TEXTO DADO:
....

De la primera ocasión
recuerdo lo impactante que me resultó el caserón. El comedor era muy amplio, la
mesa imponente, en una punta de la mesa se sentó la esposa que nos prestó poca o
nula atención toda la noche. Ella estaba muy interesada en un francés amanerado
del cual supimos que era “artista”. La
segunda vez que le dije al dueño de casa “señor” me miró con sus ojos luminosos
debajo de las dos cejas despeinadas y me rogó: “decíme Adolfito”. Nos mostró un pilón de fotos de su autoría,
recuerdo la de una mujer envuelta en una toalla blanca hasta las rodillas y la cabeza envuelta en otra, como si acabara de salir de la ducha. Era tan
real la foto que me quedó la sensación de haberla conocido esa misma noche. La
situación nos tenía bastante intrigadas a Carla y a mí, ¿qué querría este
hombre de nosotras? El mundo nos
empezaba a ofrecer experiencias nuevas a dos ingenuas maestras noveles
No guardo registro de qué
comimos, solo sé que nunca volví a ver el mismo postre en mi vida. Lo presentó el mucamo, de uniforme y guantes,
servido sobre una gran fuente, parecía el nido de algún ave desprolija, un
bollo de pajitas, un enjambre de hilos de caramelo, cabellos de ángel. Adolfito fue un muy buen anfitrión,
atento y caballero; un ángel podría decirse.

....

BLOQUE DE DATOS:

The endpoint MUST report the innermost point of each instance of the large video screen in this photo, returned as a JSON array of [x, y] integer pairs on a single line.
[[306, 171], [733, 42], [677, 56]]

....

En el texto sobre la cena en el caserón, ¿quién presentó el postre y cómo iba vestido? Los datos no tienen nada que ver con esto.

SOLUCIÓN DEL EJERCICIO: El mucamo, que iba de uniforme y guantes.